Work order => Output each line of the data word for word, from the first through the line that holds "Query: metal cross on roof", and leave off whatever follows.

○ ○ ○ ○ ○

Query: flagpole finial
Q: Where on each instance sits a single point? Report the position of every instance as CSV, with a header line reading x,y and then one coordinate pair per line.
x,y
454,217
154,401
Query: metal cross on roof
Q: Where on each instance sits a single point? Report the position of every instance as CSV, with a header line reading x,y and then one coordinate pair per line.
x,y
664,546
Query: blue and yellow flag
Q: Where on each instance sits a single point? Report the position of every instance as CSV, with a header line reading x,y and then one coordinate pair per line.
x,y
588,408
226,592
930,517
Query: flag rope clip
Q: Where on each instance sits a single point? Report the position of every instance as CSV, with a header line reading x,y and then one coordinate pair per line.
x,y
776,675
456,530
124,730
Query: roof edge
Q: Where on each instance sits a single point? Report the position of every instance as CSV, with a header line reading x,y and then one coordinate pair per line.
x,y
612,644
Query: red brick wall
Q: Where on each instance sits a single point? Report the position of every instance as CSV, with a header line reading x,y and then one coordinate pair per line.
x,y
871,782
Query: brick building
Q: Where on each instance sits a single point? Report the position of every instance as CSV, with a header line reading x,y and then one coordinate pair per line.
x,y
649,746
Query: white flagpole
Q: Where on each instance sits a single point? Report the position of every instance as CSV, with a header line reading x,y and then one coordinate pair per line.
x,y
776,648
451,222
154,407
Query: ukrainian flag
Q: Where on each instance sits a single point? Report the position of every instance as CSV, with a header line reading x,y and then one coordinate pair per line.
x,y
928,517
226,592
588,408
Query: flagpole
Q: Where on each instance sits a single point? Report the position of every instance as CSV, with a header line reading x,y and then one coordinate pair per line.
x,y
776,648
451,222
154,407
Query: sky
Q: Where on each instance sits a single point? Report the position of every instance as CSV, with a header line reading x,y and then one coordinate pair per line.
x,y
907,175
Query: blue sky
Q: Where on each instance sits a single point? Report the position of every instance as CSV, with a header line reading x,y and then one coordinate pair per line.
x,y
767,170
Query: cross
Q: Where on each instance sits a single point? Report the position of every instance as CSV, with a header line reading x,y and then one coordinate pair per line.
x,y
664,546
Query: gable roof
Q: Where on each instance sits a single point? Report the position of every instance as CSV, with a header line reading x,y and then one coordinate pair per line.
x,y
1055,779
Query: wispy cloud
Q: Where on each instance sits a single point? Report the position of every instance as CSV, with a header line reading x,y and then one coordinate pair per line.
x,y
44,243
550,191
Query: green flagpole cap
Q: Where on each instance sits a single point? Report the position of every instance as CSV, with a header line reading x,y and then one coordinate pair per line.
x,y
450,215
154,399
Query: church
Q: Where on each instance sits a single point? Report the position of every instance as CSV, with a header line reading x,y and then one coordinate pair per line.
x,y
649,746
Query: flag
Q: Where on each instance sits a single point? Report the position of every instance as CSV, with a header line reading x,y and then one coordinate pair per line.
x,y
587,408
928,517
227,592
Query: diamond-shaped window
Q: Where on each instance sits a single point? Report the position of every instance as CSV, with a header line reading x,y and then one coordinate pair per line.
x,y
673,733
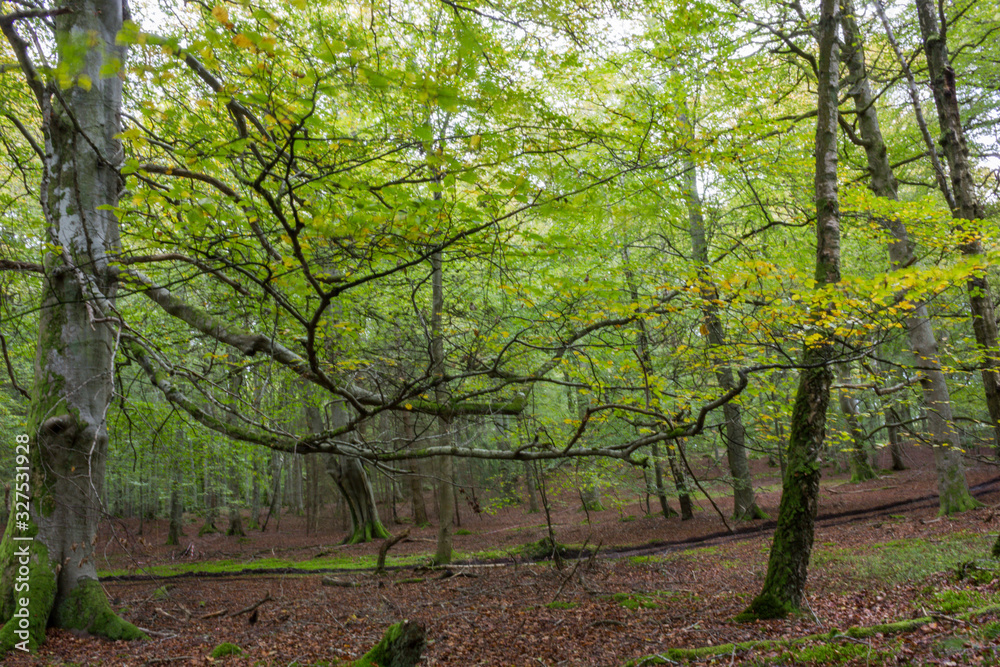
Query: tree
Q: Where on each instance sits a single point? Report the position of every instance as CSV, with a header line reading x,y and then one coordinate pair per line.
x,y
788,563
79,328
953,488
933,28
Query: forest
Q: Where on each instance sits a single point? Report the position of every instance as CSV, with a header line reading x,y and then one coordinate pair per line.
x,y
619,331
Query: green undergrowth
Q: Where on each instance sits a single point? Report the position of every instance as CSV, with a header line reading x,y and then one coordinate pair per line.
x,y
902,560
801,650
364,562
652,600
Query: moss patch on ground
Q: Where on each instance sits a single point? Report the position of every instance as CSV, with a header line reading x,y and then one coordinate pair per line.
x,y
903,560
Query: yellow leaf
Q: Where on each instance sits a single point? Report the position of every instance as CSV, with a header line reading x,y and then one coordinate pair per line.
x,y
221,14
243,41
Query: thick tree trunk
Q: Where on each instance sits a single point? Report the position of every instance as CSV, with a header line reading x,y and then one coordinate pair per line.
x,y
968,207
349,475
953,489
53,540
744,502
784,585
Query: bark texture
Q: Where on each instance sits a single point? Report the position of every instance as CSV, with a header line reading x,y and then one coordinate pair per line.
x,y
75,353
784,585
967,205
953,488
744,503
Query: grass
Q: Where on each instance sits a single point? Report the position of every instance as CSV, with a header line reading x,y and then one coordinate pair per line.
x,y
903,560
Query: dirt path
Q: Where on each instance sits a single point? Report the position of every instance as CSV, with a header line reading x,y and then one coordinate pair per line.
x,y
659,584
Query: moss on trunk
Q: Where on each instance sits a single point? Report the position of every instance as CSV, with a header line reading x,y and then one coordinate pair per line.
x,y
400,646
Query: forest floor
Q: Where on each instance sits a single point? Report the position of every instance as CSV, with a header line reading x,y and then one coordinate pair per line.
x,y
881,555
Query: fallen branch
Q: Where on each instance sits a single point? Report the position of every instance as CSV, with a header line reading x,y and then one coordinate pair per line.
x,y
247,610
672,656
331,581
168,614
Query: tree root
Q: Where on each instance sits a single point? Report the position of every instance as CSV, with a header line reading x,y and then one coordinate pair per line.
x,y
674,655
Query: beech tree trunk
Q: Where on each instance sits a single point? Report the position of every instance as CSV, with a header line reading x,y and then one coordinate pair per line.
x,y
953,489
787,567
968,207
744,501
349,474
77,341
175,531
861,467
416,473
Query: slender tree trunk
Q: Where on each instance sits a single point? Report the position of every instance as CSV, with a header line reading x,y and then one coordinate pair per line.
x,y
176,529
660,490
744,502
255,493
235,527
953,489
74,362
446,501
784,585
968,207
861,467
680,480
416,476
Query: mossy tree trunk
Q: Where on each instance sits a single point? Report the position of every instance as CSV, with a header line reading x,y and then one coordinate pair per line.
x,y
77,343
744,501
349,474
788,563
680,480
953,489
967,204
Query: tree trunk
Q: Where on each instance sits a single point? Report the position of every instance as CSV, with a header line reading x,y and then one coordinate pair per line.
x,y
446,501
744,501
953,490
349,474
861,467
784,585
255,493
529,483
211,500
351,479
590,497
660,490
680,480
176,529
895,417
416,473
968,207
53,541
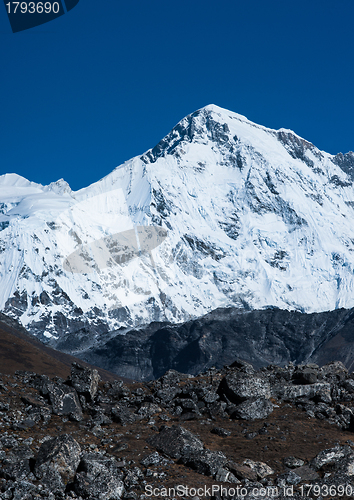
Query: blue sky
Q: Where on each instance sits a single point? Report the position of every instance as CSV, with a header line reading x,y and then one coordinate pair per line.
x,y
106,81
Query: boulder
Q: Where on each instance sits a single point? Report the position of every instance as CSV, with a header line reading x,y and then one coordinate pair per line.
x,y
123,415
321,391
99,477
16,465
253,409
239,386
85,380
57,461
175,441
205,462
65,401
262,469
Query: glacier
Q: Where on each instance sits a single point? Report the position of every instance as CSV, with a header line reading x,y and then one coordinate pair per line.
x,y
255,218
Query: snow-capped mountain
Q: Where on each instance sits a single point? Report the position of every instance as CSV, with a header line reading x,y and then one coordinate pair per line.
x,y
222,212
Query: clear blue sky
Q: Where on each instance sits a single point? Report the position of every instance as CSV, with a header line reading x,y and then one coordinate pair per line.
x,y
106,81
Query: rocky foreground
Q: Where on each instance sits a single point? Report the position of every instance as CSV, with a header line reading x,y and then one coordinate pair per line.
x,y
279,432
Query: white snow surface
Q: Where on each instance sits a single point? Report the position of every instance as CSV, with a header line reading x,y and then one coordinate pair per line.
x,y
255,218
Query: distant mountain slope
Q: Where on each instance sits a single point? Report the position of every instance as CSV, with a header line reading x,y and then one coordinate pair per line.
x,y
253,217
272,336
20,351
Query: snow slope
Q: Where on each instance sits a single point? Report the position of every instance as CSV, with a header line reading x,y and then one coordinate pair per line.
x,y
254,218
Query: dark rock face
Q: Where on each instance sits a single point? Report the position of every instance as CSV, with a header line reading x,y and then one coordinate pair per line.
x,y
85,380
259,337
57,461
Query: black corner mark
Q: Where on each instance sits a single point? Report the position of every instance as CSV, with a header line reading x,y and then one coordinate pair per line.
x,y
70,4
24,15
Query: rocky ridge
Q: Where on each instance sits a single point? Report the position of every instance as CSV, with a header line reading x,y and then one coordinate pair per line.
x,y
227,433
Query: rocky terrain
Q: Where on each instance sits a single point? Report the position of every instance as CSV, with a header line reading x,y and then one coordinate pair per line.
x,y
235,432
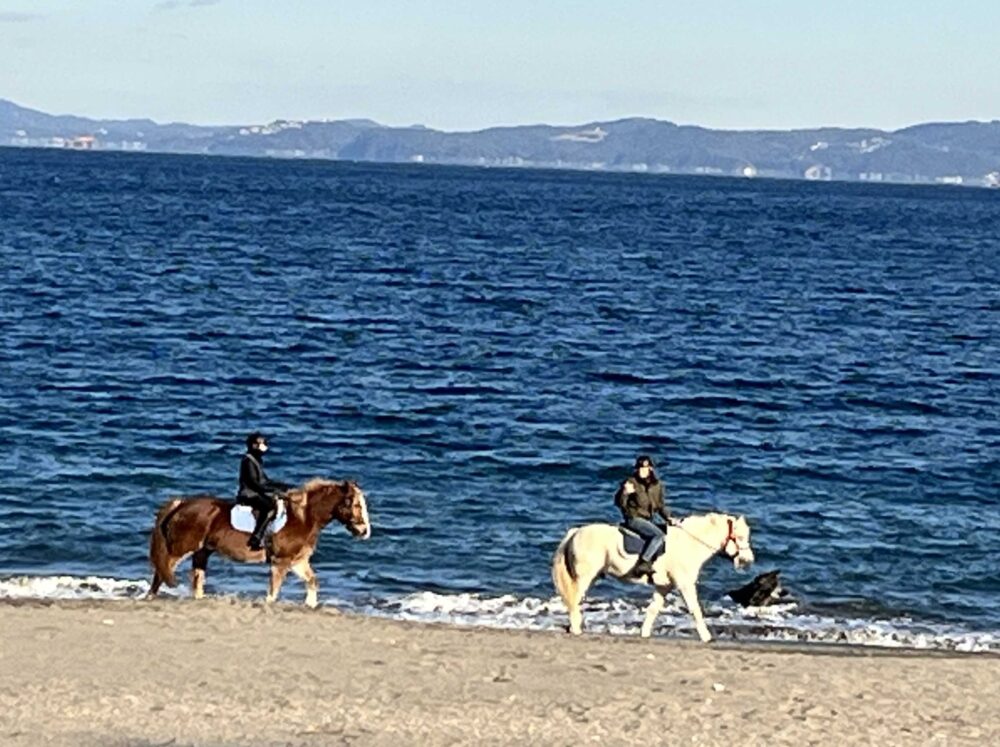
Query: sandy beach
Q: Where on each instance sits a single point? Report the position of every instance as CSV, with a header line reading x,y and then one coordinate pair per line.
x,y
224,672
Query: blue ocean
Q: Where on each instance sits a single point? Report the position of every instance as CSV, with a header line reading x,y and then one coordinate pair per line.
x,y
487,351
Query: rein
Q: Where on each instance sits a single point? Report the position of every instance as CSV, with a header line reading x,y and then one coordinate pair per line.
x,y
730,537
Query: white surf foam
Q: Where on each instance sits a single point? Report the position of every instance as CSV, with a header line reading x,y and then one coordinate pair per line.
x,y
71,587
614,616
624,616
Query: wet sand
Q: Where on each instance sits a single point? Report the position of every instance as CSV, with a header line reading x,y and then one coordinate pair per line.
x,y
224,672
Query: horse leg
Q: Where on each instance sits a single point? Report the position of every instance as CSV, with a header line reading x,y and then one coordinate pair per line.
x,y
574,600
199,564
304,571
154,586
655,606
690,594
278,572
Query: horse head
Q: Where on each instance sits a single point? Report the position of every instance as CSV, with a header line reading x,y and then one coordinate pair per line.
x,y
341,501
736,545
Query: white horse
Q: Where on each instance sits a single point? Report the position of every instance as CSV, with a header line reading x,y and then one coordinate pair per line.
x,y
595,549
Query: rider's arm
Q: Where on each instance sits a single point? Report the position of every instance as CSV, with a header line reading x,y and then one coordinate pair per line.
x,y
661,506
251,477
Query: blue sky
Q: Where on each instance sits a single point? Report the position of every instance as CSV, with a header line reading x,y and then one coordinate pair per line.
x,y
467,65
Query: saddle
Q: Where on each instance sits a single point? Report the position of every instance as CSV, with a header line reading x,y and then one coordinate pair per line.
x,y
242,519
634,543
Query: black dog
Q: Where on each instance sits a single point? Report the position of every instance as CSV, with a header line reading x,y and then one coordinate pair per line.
x,y
762,591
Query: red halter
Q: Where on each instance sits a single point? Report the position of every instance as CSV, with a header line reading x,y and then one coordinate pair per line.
x,y
730,537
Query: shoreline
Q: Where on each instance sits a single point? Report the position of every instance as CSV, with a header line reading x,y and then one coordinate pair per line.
x,y
811,648
223,671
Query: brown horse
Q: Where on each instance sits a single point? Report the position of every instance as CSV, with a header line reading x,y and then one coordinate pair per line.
x,y
200,525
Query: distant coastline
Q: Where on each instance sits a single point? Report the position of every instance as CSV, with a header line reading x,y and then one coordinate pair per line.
x,y
961,154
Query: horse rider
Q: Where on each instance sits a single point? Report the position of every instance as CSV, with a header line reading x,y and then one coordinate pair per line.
x,y
256,490
639,497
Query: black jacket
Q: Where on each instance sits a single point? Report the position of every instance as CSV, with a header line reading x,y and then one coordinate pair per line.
x,y
646,500
254,481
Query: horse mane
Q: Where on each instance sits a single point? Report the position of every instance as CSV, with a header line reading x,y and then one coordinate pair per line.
x,y
302,499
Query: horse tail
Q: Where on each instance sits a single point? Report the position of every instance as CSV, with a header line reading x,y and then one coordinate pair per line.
x,y
564,575
159,538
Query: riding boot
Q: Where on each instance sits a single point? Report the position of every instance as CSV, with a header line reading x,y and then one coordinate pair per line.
x,y
641,568
256,541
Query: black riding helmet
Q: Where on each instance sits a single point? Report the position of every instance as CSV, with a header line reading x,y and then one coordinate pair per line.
x,y
253,439
642,460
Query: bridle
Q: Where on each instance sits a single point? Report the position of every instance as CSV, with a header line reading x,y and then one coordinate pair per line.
x,y
730,537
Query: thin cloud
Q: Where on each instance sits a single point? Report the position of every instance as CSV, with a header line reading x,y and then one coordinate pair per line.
x,y
19,17
175,4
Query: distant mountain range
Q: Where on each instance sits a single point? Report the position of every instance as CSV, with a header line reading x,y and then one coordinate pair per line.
x,y
947,153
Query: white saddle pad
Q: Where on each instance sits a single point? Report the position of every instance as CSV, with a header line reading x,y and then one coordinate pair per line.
x,y
242,519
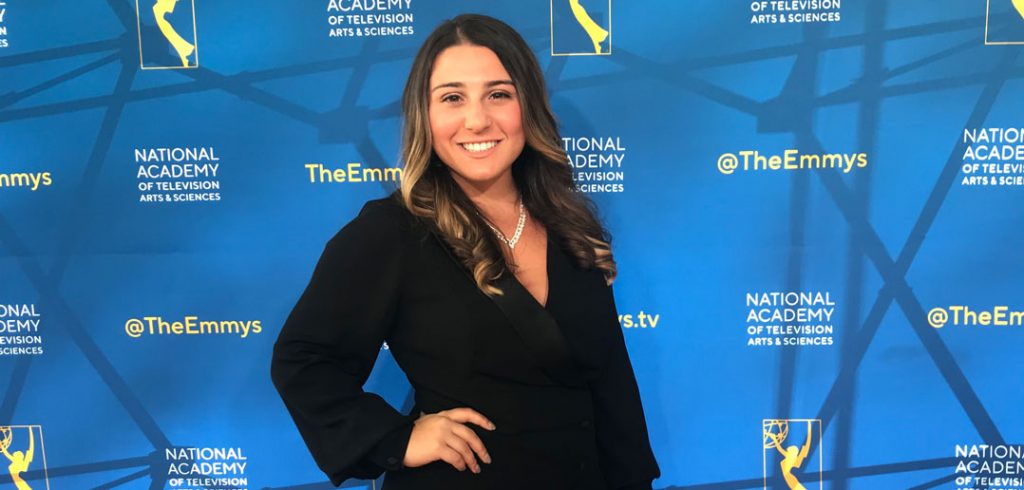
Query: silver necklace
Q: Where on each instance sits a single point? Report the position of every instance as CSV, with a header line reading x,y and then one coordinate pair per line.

○ ○ ○ ○ ○

Response area =>
Query: flagpole finial
Q: Where on each instance sits a single point? Report the position of every instance as CSV, with a header line reading x,y and then one coordinate pair per line.
x,y
454,217
154,401
Query: metal cross on roof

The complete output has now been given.